» Exercise
Transcribe verbatim the rows below, from the line containing "log in the photo above." through the last of the rows, including both ends.

» Data entries
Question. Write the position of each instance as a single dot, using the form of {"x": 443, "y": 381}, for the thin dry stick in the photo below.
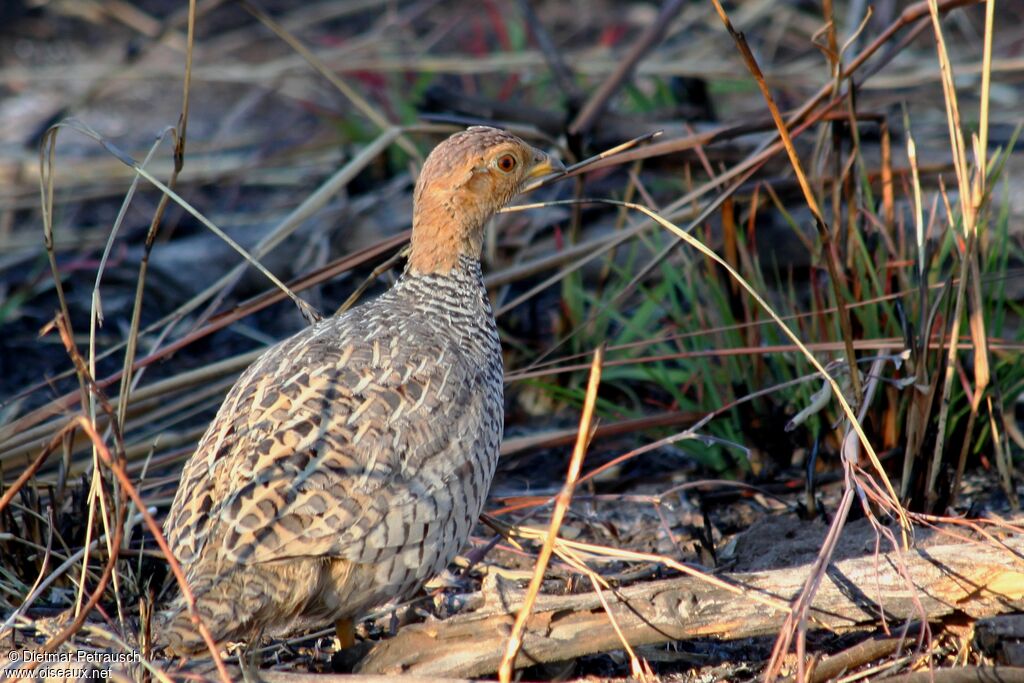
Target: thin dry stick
{"x": 837, "y": 390}
{"x": 650, "y": 37}
{"x": 561, "y": 505}
{"x": 827, "y": 246}
{"x": 968, "y": 209}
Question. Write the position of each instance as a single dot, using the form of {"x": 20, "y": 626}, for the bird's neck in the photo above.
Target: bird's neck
{"x": 443, "y": 231}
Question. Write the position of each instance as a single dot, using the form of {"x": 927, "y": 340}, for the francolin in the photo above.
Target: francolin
{"x": 349, "y": 463}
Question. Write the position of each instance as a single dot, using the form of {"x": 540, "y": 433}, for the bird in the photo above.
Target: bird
{"x": 349, "y": 463}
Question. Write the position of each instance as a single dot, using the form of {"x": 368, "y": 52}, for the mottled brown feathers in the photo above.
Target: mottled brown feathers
{"x": 349, "y": 463}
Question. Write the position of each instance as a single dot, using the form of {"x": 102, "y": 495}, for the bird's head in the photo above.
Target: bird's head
{"x": 464, "y": 181}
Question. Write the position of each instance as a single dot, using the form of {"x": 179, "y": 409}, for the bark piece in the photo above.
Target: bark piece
{"x": 976, "y": 579}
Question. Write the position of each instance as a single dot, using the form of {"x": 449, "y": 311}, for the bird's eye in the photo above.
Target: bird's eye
{"x": 506, "y": 163}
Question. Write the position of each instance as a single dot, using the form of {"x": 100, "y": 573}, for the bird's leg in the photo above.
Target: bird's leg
{"x": 249, "y": 660}
{"x": 346, "y": 633}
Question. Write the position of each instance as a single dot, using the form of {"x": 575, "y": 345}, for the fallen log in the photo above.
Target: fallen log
{"x": 978, "y": 579}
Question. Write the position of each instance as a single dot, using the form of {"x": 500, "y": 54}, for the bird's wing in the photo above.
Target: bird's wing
{"x": 335, "y": 446}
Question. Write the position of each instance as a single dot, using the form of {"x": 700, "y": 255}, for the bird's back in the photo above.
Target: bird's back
{"x": 347, "y": 465}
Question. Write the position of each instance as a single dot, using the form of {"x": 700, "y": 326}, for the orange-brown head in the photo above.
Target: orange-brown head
{"x": 464, "y": 181}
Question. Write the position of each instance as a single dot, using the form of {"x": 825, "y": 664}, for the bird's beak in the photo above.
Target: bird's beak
{"x": 545, "y": 165}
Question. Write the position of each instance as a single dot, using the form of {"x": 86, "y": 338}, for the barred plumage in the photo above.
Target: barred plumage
{"x": 349, "y": 463}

» Task answer
Question. Write the position of each instance as a single dot, using the form of {"x": 575, "y": 345}, for the fallen log in the photo above.
Target: fallen log
{"x": 978, "y": 579}
Question. Write the position of each instance as a single dot, using the form of {"x": 500, "y": 54}, for the bird's wing in the photo above.
Target: bird's wing
{"x": 335, "y": 446}
Question. Write the position of each instance as a single dot, using the form of {"x": 700, "y": 255}, for the bird's back in the photo above.
Target: bird's back
{"x": 347, "y": 465}
Question. Write the position of each instance as a single dot, using the form of {"x": 700, "y": 326}, for the orange-brown head in the photo above.
Target: orange-brown head
{"x": 464, "y": 181}
Question. Write the position of each instance as a single dot, using the form of {"x": 825, "y": 664}, for the bird's beak in the photo above.
Target: bird's beak
{"x": 545, "y": 165}
Question. Write the position of each instance as a single dot, using the form of {"x": 86, "y": 338}, for the barred plumage in the photo above.
Target: barred plumage
{"x": 349, "y": 463}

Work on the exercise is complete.